### Problem description
Write out only the lines from the one containing "like [99, 60]." through the end of the records, replacing each "Marked at" with "Points placed at" and leaving everything else the same.

Lines of data
┌────────

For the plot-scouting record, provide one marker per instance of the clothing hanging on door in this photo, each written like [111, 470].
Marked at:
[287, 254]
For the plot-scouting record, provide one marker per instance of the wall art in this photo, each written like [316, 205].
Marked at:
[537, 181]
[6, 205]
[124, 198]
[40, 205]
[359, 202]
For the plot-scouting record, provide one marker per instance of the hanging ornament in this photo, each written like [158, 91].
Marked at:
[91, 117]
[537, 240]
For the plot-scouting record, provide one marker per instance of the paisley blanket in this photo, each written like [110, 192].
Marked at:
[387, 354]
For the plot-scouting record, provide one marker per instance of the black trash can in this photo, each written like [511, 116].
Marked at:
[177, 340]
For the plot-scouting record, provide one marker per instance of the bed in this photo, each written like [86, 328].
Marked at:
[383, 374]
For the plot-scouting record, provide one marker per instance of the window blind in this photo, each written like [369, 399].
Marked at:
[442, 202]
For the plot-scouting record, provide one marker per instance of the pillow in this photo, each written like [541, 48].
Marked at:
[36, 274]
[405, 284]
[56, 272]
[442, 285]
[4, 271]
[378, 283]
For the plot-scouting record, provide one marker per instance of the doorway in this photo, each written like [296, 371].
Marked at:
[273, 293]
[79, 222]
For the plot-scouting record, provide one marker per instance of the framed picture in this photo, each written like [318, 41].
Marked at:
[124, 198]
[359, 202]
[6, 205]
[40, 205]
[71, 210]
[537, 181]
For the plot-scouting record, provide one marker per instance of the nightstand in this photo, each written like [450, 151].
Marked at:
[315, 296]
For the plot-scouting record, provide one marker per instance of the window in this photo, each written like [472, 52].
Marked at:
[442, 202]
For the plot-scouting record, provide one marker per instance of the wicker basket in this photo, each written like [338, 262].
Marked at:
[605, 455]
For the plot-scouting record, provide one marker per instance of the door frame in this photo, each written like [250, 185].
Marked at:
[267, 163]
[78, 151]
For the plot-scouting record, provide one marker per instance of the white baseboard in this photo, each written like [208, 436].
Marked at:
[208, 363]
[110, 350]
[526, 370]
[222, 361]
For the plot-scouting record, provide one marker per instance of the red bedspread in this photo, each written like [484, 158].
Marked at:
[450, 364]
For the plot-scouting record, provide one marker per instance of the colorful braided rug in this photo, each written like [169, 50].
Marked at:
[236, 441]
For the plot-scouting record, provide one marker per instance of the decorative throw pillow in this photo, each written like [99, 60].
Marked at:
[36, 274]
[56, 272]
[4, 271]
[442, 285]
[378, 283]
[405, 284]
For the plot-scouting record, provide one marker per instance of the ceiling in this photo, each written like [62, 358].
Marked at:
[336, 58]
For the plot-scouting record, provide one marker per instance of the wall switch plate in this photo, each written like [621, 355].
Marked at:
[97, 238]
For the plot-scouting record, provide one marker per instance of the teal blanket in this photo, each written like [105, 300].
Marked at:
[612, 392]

└────────

### Solution for this problem
For the plot-scouting record, provide one marker per instance of the decorative throw pillow in this photo, each written like [99, 60].
Points placed at:
[36, 274]
[56, 272]
[4, 271]
[442, 285]
[378, 283]
[405, 284]
For the plot-scouting record, provide one marker per instance of the ceiling in this photo, each written like [62, 358].
Points placed at:
[336, 58]
For the plot-scouting record, provide one marker per instance of the wall switch plate in this photo, each written like [621, 355].
Points placed at:
[97, 238]
For the plot-scouting record, provide one marker per instance of the teal blanket in this photo, each written like [105, 300].
Points placed at:
[612, 392]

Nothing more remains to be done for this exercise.